## PAGE
---

A group with at least $6k$ elements with the property that among any $3k$ of its elements $k$ of them are in $Z(G)$

Question

$\DeclareMathOperator{\ord}{ord}$ Let $(G,\cdot)$ be a finite group with $\ord G \ge 6k$ ($k\in \mathbb{N}$) such that among any $3k$ of its elements there are $k$ elements from $Z(G)$. Prove that $G$ is abelian.
I will present my reasoning for $k\ge 2$.
$\textbf{Lemma:}$ If $(G,\cdot)$ is a non-abelian group with $n$ elements, then $|Z(G)|\le \frac{n}{4}$.
$\textbf{Proof:}$ Let $a\in G\setminus Z(G)$. We have that $C(a)\neq G$. Hence, $C(a)$ is a proper subgroup of $G$.
From Lagrange's theorem it follows that $|C(a)| \le \frac{|G|}{2}$. Since $a\notin Z(G)$ and $a\in C(a)$ we have that $Z(G)\neq C(a)$, so $Z(G)$ is a proper subgroup of $C(a)$.
From Lagrange's theorem we deduce that $|Z(G)|\le \frac{|C(a)|}{2}\le \frac{|G|}{4}$.
Now let's get back to the problem. We will assume that $G$ is not abelian.

---

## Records
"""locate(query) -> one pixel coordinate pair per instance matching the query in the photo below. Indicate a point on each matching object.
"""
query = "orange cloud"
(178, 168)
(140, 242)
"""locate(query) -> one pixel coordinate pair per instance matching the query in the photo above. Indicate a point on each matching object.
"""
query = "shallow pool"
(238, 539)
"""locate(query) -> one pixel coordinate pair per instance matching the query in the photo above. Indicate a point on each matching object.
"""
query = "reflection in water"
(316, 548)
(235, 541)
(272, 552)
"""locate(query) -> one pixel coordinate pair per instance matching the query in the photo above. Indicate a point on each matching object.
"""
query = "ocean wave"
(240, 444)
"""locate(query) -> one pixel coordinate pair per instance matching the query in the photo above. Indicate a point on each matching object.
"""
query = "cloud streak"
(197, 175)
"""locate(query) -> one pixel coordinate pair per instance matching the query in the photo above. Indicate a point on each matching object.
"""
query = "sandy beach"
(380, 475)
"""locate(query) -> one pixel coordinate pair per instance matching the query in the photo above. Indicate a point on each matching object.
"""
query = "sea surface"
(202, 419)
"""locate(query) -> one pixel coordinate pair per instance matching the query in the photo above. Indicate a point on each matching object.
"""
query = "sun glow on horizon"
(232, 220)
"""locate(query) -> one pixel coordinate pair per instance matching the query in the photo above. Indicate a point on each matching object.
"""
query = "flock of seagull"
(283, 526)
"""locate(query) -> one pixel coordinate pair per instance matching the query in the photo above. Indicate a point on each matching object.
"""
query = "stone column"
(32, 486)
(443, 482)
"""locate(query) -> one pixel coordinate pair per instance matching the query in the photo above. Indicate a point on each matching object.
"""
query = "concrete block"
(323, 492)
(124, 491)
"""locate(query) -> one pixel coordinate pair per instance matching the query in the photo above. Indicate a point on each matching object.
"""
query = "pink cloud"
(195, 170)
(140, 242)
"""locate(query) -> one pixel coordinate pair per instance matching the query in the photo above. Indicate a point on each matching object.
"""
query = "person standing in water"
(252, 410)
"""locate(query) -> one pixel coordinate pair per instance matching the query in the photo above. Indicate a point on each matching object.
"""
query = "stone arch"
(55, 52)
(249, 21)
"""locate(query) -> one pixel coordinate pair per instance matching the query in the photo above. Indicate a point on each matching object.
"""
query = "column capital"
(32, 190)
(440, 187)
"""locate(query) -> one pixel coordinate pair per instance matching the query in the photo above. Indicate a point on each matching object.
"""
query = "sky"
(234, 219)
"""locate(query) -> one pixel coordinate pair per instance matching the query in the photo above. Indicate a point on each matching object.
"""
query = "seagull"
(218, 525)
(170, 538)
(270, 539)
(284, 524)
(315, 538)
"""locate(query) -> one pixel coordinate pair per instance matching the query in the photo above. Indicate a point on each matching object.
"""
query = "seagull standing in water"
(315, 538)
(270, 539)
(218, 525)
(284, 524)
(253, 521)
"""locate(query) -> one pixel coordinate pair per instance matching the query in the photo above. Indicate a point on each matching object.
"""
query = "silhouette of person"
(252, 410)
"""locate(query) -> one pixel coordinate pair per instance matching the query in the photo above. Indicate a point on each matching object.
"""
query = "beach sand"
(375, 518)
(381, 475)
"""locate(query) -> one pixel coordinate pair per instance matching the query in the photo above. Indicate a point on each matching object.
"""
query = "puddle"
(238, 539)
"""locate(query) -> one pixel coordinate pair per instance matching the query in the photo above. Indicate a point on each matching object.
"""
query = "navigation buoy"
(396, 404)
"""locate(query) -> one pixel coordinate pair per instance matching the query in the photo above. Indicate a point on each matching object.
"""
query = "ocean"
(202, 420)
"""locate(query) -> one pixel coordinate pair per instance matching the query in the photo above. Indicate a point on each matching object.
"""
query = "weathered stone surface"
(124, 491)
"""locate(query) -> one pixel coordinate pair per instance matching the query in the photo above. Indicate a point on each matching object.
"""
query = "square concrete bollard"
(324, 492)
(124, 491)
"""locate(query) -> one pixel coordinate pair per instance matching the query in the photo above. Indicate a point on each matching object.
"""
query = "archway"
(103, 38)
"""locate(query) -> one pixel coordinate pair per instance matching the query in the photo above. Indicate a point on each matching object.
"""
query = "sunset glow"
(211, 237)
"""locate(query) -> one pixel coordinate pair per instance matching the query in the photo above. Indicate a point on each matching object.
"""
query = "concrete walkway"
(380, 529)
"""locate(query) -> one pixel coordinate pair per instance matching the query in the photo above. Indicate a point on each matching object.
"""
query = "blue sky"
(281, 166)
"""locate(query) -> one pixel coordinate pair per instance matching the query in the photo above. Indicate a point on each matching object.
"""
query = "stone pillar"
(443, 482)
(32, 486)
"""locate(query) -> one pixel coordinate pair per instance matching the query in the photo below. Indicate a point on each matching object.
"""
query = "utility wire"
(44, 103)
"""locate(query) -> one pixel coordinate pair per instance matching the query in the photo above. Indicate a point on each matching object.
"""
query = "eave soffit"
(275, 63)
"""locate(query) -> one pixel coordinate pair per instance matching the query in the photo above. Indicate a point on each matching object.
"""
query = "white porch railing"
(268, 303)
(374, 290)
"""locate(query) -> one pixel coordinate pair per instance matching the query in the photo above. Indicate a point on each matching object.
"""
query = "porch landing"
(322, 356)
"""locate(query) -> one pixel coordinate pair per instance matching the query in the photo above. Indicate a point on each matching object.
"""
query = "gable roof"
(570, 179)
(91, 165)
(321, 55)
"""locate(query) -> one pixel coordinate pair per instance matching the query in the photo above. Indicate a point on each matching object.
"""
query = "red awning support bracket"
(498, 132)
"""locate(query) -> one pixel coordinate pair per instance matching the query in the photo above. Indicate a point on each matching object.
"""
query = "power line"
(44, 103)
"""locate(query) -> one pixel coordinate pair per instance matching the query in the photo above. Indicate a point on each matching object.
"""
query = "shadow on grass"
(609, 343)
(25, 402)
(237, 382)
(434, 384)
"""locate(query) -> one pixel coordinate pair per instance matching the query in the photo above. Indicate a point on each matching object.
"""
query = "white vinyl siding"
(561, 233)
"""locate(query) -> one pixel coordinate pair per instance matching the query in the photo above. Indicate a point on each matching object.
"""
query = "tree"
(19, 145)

---

## TO-DO LIST
1: Answer these about the group theory text:
(a) For which values of k does the writer present the reasoning?
(b) What upper bound does the lemma give for |Z(G)| in a non-abelian group with n elements?
(c) Which theorem is cited to show that |C(a)| is at most |G|/2?
2: Reproduce the group theory text word for word between "I will present" and "subgroup of $G$.", inclusive.
3: Carry the group theory text forward from its last sentence.

## RESULTS OF THE TASKS
1:
(a) For k ≥ 2.
(b) n/4.
(c) Lagrange's theorem.

2:
I will present my reasoning for $k\ge 2$.
$\textbf{Lemma:}$ If $(G,\cdot)$ is a non-abelian group with $n$ elements, then $|Z(G)|\le \frac{n}{4}$.
$\textbf{Proof:}$ Let $a\in G\setminus Z(G)$. We have that $C(a)\neq G$. Hence, $C(a)$ is a proper subgroup of $G$.

3:
Obviously, $\exists t\in \mathbb{N}, t\ge 2$ and $r\in \{0,1,...3k-1\}$ such that $\ord G=3kt+r$.
Suppose that $|G\setminus Z(G)|\ge 3k-1$. Then, $|(G\setminus Z(G)\cup\{e\}|\ge 3k$, so in this set there are $k$ elements from $Z(G)$, which means that there is at least an element from $Z(G)$ in $G \setminus Z(G)$. We have reached a contradiction.
So, we have that $|G \setminus Z(G)|\le 3k-2$.
It now follows that $|Z(G)|=|G|-|G\setminus Z(G)|\ge 3kt+r-3k+2$.
We will prove that $3kt+r-3k+2> \frac{3kt+r}{4}\iff 9kt-12k+3r+8 >0$, which is obviously true and we have reached a contradiction to our Lemma.
Hence, our assumption was wrong and $G$ is abelian.
Now, for the case $k=1$ we only need to study what happens when $\ord(G) \in \{6, 7, 8, 9, 10, 11 \}$. This is pretty easy and I will not include it here since it just involves some computations.
I would like you to tell me if my solution is correct and if you have any better approach to this.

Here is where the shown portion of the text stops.